* Extract
---------------

Just one hundred years ago the word stress was such a vague word. Sure everyone had stress, but it was not a leading cause of many debilities, such as those common today.
Nowadays, stress is blamed for everything from depression, to homicide, and a wide range of things too numerous to mention. Even today, with people living more comfortable lives, stress continues to take a major toll on many facets of life, most importantly your health. One of the major body processes stress takes its toll on is your sleep. Sleep deprivation can lead to anything such as irritability, to premature ageing, to depression. Follow us to examine the sleep- stress connection.
Stress and Sleeplessness
Many people attribute their sleeplessness to stress, a demon on many ails. Quite often when you lie awake, tossing and fidgeting, it could be stress from the day’s activities keeping you at bay. You may be worried about failing to pay your bills, may have an incident from work on your mind, or be burdened with the thought of undertaking a giant task the following day. All these relate to stress, and will keep you awake. One of the main chemical changes that occur in response to stress is the release of a hormone called cortisol. Indeed, cortisol is a very important hormone, one which is needed to help the body function normally. But cortisol release at night is a bad thing; this is because cortisol puts your body in a state to be ready for more work. The result is that instead of winding down, your body may be preparing to go back to work.
Knowing when you are approaching your stress limit can be easy if you know what to look for; however, the signals are mixed at best. The best approach is to analyse the presence of multiple symptoms, which then conclude if you are being overloaded, or it’s just a coincidence. Common stress signals include;
- Loss of concentration
- Extreme anxiety
- Feeling very irritable
- Compulsive eating or loss of appetite
- Increased use of recreational drugs ( cigarettes, alcohol, caffeine)
- Decrease in libido ( sex drive)
- Isolation from others
- Depressive symptoms
It is important if you notice the presence of multiple signals to take necessary corrective measures. These can be as simple as a few days off from work, but can pay big dividends.
Sources of Stress
At best, this list may include thousands upon thousands of triggers; some may be minor to some people, but enough to hit the trip switch for others. Regardless, once you have located certain sources of your stress, you can and must do all within your power to make a change. Causes of stress may be caused either by external influences, or by yourself. Generally speaking there are five categories of stressors, being;
- Stress caused by big life changes- this can include having a baby, getting married or changing jobs. Although some people transition easily, others may find these tasks daunting.

---------------

[Phrase grounding data]
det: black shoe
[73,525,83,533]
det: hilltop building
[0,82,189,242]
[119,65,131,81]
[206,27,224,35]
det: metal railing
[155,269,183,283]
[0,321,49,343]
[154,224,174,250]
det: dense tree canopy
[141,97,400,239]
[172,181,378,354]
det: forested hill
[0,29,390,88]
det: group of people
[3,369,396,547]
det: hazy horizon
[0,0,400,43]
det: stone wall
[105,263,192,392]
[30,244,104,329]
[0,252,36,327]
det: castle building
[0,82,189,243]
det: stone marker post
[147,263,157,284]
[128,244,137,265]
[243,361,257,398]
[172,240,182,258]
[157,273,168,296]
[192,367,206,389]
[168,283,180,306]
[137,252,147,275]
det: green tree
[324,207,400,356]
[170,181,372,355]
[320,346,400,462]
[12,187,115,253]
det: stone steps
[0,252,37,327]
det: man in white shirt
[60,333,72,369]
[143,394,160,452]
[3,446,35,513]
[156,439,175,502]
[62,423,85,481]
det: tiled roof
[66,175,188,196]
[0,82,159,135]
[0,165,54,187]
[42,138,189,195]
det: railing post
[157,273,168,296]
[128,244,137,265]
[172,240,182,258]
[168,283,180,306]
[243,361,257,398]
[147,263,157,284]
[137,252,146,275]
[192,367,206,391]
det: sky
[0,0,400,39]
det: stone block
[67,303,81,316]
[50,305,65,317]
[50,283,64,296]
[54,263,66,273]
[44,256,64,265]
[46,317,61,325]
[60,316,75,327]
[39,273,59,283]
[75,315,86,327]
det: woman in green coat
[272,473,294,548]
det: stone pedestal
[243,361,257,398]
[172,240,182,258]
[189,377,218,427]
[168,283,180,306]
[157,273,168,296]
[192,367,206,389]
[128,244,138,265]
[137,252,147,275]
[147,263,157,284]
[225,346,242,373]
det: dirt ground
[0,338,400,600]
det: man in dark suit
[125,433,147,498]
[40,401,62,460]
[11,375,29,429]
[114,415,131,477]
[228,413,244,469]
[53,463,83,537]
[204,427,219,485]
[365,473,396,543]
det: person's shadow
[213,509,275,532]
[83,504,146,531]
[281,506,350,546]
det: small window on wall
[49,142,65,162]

---------------

* Activities
- 1) In the article on stress and sleep, what hormone is released in response to stress?
- 2) Repeat the part of the article on stress and sleep starting at "Stress and Sleeplessness" and ending at "back to work.".
- 3) Finish out the next part of the article on stress and sleep, picking up after its last sentence.

* Your written answers
- 1) Cortisol

- 2)
Stress and Sleeplessness
Many people attribute their sleeplessness to stress, a demon on many ails. Quite often when you lie awake, tossing and fidgeting, it could be stress from the day’s activities keeping you at bay. You may be worried about failing to pay your bills, may have an incident from work on your mind, or be burdened with the thought of undertaking a giant task the following day. All these relate to stress, and will keep you awake. One of the main chemical changes that occur in response to stress is the release of a hormone called cortisol. Indeed, cortisol is a very important hormone, one which is needed to help the body function normally. But cortisol release at night is a bad thing; this is because cortisol puts your body in a state to be ready for more work. The result is that instead of winding down, your body may be preparing to go back to work.

- 3)
- Stress caused by daily routines- these stressors include the commute to and from work, the stress of having to pay bills while being financially unable, and finding balance of time between family and other responsibilities
- Unrealistic expectations- these types of stresses include complacency, health issues, work stress and addictions.
- Interpersonal stress- this is the most unsettling source of stress for many people and includes triggers such as marital conflicts, problems with communication, anger issues, dealing with aging parents and much more.
When it comes to tips for managing your stress, there are as many as there are triggers. More often than not, however, they do not work; this leads to the conclusion then, just avoid your trigger, right? Well, to an extent that would work, but it’s also true that it’s impossible to avoid all triggers. For example, if you have marital problems, what would you do, leave your spouse every time a disagreement ensues? Not practical at all. Rather, follow these general guidelines to help you control your stressors;
- Learn to harness stress- this may sound counterproductive, but stress has its benefits. By using stress at correct times of the day, you are likely to get more accomplished in the same or lesser time. This is because cortisol puts your body in a position to handle more work. Use wisely
- Do not bring work home- if you and the boss had an exchange of words, don’t bring it home, it will only complicate home matters. Instead, talk about it with your spouse/ family members and don’t sound arrogant or hasty.
- Schedule your day- if you fail to accomplish something, you may feel unsettled in bed, causing sleeplessness. Attempt all tasks, or leave in a state you are comfortable with. Do not overextend yourself.
- Make a conscious effort to change- if you constantly find yourself triggered by bills, approach it another way; make a conscious effort to conserve the following month. Unplug your electrical devices, or turn down the heater. It can go a long way, giving you less to worry about in your sleep.
Lastly, make your bed conducive to sleep. Sleep in comfy, dark encouraging room, far far away from bills and the world.